==== MATERIAL PROVIDED ====

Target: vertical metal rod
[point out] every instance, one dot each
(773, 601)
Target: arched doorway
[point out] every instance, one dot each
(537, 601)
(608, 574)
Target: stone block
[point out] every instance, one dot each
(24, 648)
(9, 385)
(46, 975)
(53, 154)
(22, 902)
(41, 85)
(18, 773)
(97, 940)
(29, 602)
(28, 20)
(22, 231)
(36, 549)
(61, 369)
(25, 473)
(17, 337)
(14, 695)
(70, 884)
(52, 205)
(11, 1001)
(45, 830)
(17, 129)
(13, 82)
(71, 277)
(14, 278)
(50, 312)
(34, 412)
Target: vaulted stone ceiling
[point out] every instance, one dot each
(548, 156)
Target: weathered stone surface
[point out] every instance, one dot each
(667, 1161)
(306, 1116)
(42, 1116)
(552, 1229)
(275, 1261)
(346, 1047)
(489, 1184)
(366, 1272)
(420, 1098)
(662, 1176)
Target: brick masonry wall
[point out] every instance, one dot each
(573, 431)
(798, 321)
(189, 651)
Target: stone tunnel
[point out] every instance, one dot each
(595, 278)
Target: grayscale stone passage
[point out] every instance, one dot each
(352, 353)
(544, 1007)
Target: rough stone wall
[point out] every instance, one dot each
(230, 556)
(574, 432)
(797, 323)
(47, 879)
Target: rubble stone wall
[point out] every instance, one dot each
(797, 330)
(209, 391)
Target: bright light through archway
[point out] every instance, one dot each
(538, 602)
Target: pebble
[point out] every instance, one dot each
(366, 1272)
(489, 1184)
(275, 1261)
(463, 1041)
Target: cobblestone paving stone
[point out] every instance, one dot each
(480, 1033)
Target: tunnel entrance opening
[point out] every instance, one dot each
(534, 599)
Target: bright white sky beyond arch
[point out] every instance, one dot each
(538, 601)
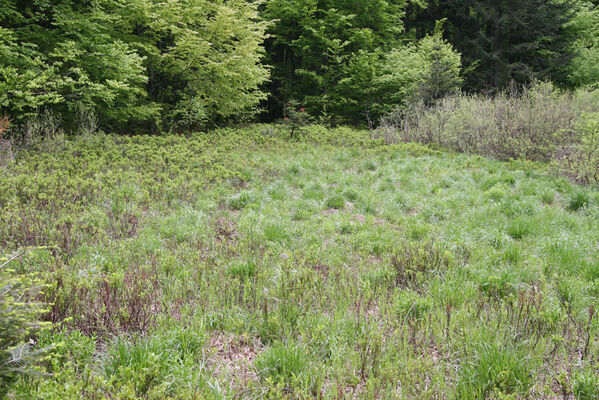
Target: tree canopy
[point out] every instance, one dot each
(162, 65)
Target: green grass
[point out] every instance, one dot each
(241, 265)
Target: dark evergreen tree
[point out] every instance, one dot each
(501, 41)
(315, 45)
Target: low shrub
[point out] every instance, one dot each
(20, 313)
(539, 123)
(580, 160)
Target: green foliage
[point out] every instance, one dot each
(502, 41)
(324, 52)
(585, 385)
(164, 288)
(580, 160)
(20, 312)
(135, 63)
(584, 68)
(426, 71)
(540, 124)
(336, 202)
(495, 371)
(204, 59)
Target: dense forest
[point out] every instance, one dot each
(159, 66)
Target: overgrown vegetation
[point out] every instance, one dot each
(540, 123)
(246, 264)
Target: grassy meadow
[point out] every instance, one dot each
(243, 264)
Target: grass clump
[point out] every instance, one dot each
(335, 202)
(204, 267)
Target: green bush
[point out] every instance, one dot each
(580, 160)
(19, 322)
(539, 123)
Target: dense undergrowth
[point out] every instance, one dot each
(242, 264)
(539, 123)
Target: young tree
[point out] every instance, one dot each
(502, 41)
(323, 52)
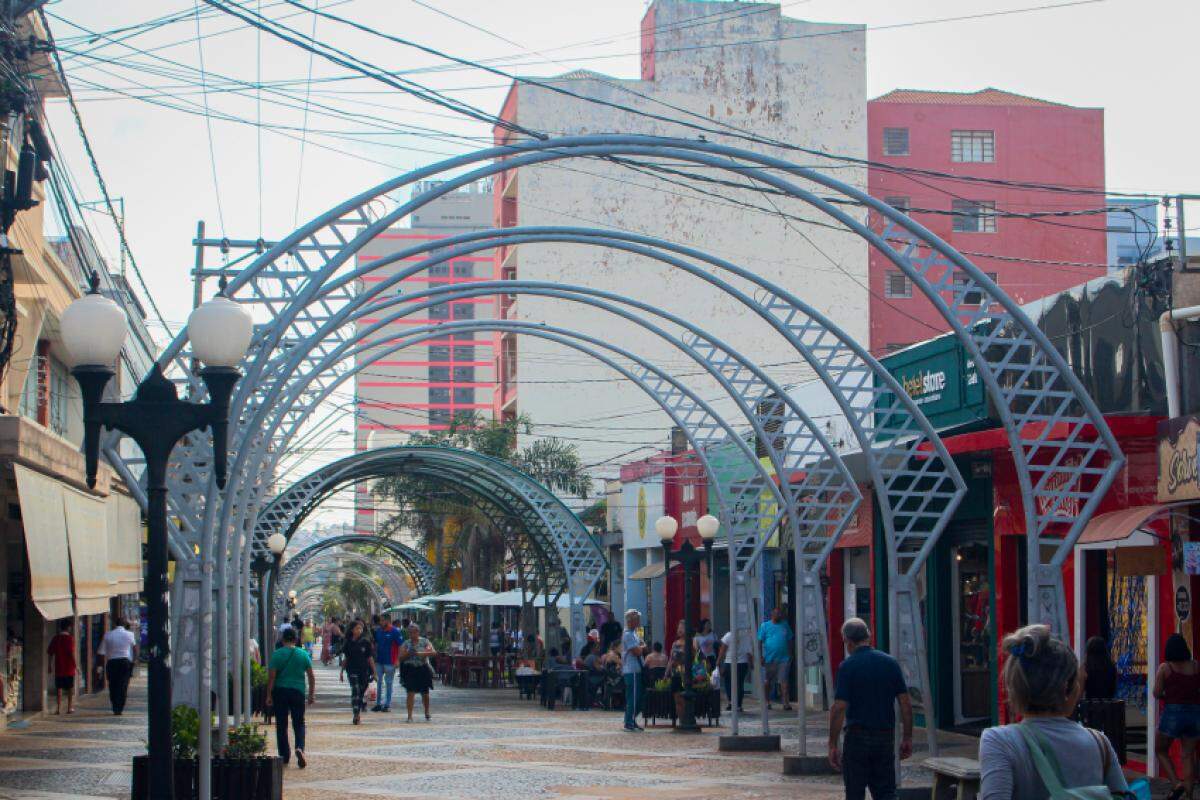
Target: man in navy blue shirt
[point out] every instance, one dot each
(869, 685)
(388, 641)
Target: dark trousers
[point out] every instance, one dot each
(868, 762)
(359, 683)
(288, 702)
(117, 672)
(726, 675)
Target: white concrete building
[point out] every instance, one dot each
(731, 66)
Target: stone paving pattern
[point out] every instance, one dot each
(483, 744)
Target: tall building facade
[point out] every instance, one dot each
(727, 66)
(423, 388)
(1033, 241)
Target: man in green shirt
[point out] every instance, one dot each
(285, 690)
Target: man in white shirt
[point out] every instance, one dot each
(745, 660)
(119, 648)
(633, 648)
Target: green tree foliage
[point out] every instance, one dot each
(427, 504)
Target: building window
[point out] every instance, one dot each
(975, 216)
(972, 296)
(47, 391)
(895, 142)
(897, 284)
(973, 146)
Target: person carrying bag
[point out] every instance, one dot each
(1050, 771)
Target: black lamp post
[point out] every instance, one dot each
(94, 334)
(689, 558)
(276, 543)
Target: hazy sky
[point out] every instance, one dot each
(1128, 58)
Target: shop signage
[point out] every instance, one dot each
(942, 379)
(1179, 479)
(1192, 558)
(1134, 561)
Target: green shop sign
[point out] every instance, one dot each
(942, 380)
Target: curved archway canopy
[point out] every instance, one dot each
(1029, 382)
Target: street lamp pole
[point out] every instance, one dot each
(94, 334)
(690, 559)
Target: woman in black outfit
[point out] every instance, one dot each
(358, 661)
(415, 673)
(1102, 673)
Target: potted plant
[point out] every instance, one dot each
(659, 702)
(240, 773)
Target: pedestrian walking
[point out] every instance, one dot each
(775, 637)
(869, 686)
(388, 641)
(286, 692)
(1048, 751)
(1177, 685)
(358, 662)
(119, 648)
(745, 661)
(415, 672)
(63, 666)
(633, 647)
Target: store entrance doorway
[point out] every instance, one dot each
(971, 609)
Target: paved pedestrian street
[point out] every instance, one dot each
(483, 744)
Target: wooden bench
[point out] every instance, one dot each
(954, 779)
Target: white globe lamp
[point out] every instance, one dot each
(666, 528)
(707, 527)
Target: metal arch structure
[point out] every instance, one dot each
(414, 564)
(329, 565)
(1065, 452)
(491, 481)
(393, 581)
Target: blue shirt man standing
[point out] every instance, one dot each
(775, 636)
(869, 685)
(388, 641)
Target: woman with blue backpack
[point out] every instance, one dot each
(1047, 756)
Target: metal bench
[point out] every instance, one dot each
(954, 779)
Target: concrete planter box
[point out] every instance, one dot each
(251, 779)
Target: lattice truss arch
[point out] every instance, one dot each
(533, 521)
(414, 565)
(334, 561)
(1084, 446)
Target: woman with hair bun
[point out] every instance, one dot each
(1177, 684)
(1047, 751)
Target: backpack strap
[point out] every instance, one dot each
(1102, 743)
(1044, 762)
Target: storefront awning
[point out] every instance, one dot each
(46, 542)
(124, 545)
(1115, 525)
(648, 572)
(88, 542)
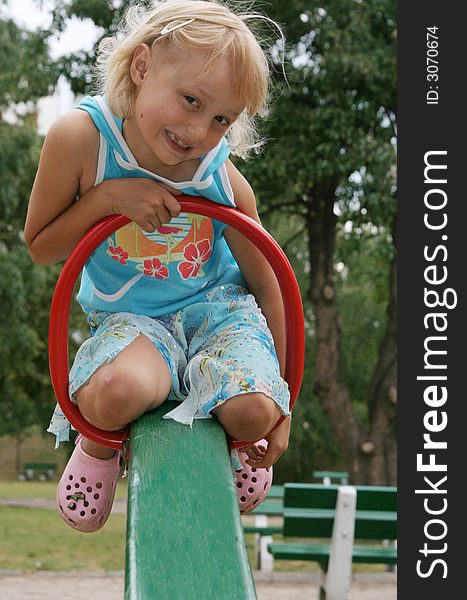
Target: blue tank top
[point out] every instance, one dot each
(162, 272)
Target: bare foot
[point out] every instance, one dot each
(96, 450)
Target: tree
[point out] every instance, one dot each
(334, 129)
(26, 74)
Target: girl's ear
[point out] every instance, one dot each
(140, 63)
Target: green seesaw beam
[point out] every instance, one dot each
(184, 533)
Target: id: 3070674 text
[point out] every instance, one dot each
(432, 75)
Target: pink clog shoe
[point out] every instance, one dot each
(86, 490)
(252, 483)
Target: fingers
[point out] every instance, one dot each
(173, 191)
(262, 457)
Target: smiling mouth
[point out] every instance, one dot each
(176, 142)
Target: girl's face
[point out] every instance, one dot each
(180, 112)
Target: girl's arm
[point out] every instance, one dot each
(55, 221)
(258, 274)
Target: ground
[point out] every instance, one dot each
(287, 586)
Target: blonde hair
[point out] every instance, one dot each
(216, 29)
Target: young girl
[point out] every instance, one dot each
(172, 299)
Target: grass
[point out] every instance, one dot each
(39, 539)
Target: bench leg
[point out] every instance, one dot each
(264, 559)
(339, 572)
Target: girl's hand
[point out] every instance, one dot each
(278, 442)
(149, 203)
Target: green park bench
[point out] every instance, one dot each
(272, 506)
(329, 477)
(43, 471)
(343, 514)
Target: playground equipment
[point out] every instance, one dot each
(184, 533)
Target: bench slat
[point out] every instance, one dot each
(304, 495)
(369, 525)
(321, 552)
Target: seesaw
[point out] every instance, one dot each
(184, 532)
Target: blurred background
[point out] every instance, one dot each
(325, 183)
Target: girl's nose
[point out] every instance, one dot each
(197, 131)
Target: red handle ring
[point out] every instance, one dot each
(60, 308)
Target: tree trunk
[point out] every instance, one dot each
(382, 395)
(370, 455)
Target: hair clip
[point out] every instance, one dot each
(174, 25)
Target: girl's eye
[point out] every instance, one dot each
(223, 121)
(192, 100)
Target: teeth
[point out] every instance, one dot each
(175, 139)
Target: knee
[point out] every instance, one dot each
(249, 416)
(116, 394)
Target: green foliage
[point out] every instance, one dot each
(334, 121)
(26, 73)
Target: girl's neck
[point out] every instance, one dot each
(184, 171)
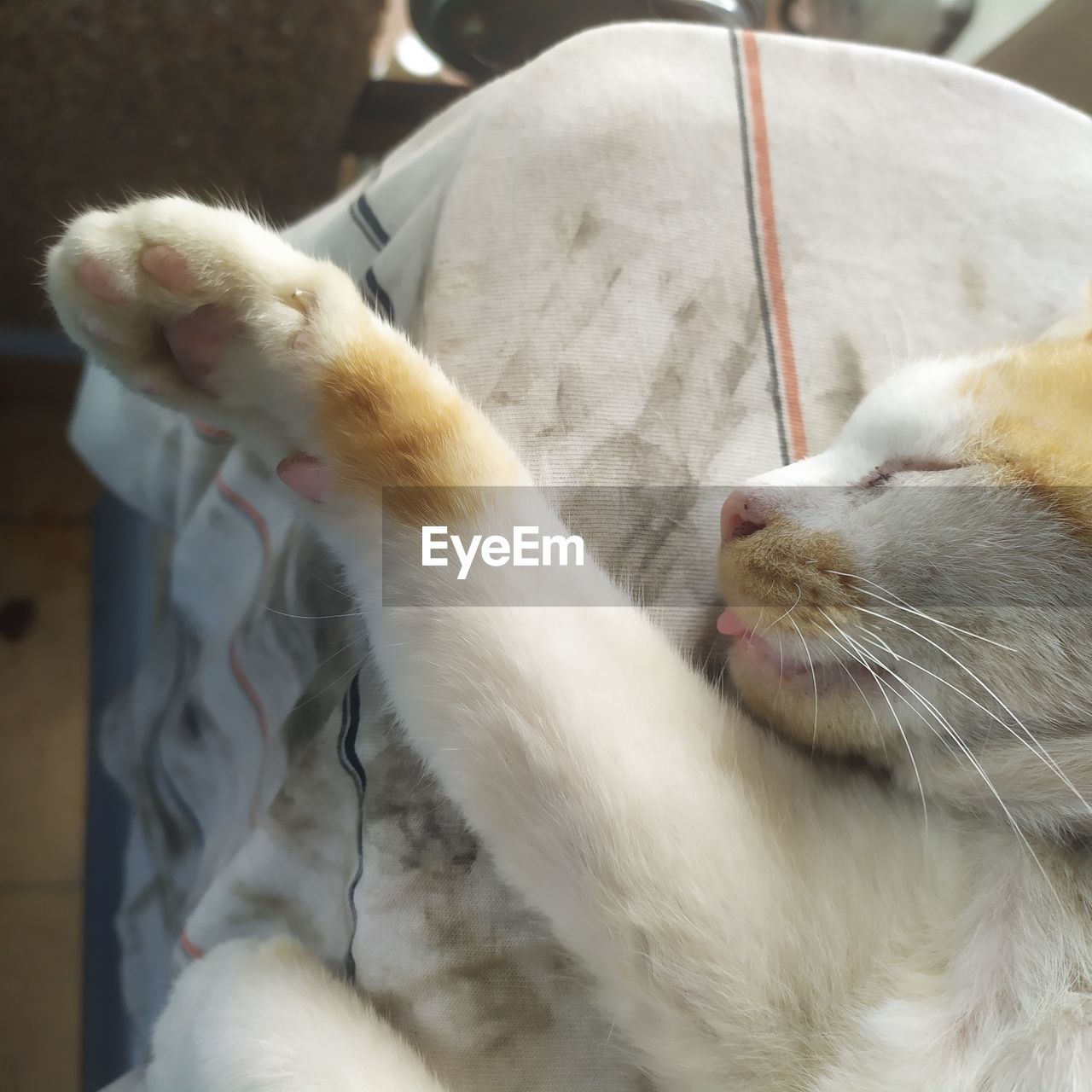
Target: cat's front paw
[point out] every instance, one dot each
(205, 309)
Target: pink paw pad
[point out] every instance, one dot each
(306, 475)
(94, 277)
(167, 268)
(198, 341)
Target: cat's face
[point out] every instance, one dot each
(921, 593)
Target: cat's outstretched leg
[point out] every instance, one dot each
(264, 1016)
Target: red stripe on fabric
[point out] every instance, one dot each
(244, 506)
(790, 380)
(241, 677)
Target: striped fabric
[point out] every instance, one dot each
(663, 257)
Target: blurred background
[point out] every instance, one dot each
(279, 104)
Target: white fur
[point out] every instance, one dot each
(752, 921)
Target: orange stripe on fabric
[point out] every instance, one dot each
(241, 677)
(190, 948)
(790, 381)
(248, 509)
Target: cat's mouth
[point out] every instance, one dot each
(788, 661)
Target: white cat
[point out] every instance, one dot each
(752, 919)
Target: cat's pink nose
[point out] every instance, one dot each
(744, 514)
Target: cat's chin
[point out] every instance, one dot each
(817, 706)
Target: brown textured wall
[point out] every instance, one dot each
(100, 98)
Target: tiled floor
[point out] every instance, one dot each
(45, 550)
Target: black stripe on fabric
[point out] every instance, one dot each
(362, 224)
(351, 764)
(379, 297)
(371, 219)
(756, 247)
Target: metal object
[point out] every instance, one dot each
(486, 38)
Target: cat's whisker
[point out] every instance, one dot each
(959, 743)
(781, 617)
(815, 682)
(864, 697)
(954, 735)
(900, 604)
(894, 717)
(285, 614)
(1028, 740)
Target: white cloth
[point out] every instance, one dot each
(658, 256)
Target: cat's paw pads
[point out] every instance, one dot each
(194, 304)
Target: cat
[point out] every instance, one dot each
(753, 917)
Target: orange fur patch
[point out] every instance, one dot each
(1037, 433)
(787, 566)
(390, 418)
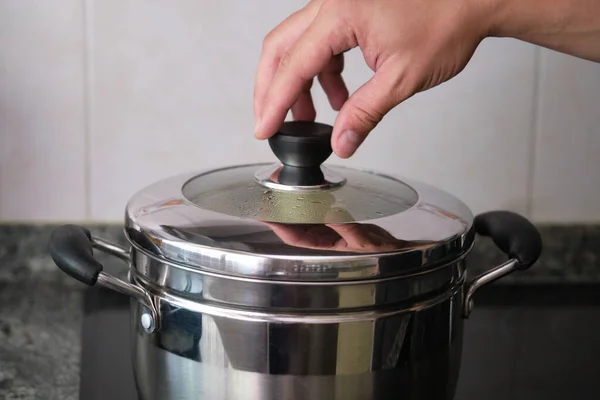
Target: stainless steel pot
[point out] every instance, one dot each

====

WHAT IS ASKED -
Could you repeat, exactly and with nothing else, the lines from the one containing "Target: brown textured wall" through the last line of the records above, leaving out the pictures?

FINISHED ANSWER -
Target: brown textured wall
[point out] every instance, one dot each
(100, 98)
Target: tiled floor
[point out] every instance, one dot each
(45, 550)
Target: black stripe on fabric
[point out] every instance, one dot each
(362, 224)
(351, 764)
(379, 297)
(371, 219)
(756, 247)
Target: metal object
[point out] every instance, one dot each
(486, 38)
Target: cat's whisker
[point out] every instance, one dot each
(959, 743)
(781, 617)
(815, 682)
(864, 697)
(954, 735)
(900, 604)
(894, 717)
(285, 614)
(1028, 740)
Target: white cloth
[point out] every instance, one dot each
(658, 256)
Target: cat's paw pads
[point out] every instance, one dot each
(194, 304)
Target: cat
[point out] every instance, one dot each
(753, 917)
Target: orange fur patch
[point out] every instance, one dot each
(1037, 433)
(787, 566)
(390, 418)
Target: stainless steel pot
[point out] every instance, one dot each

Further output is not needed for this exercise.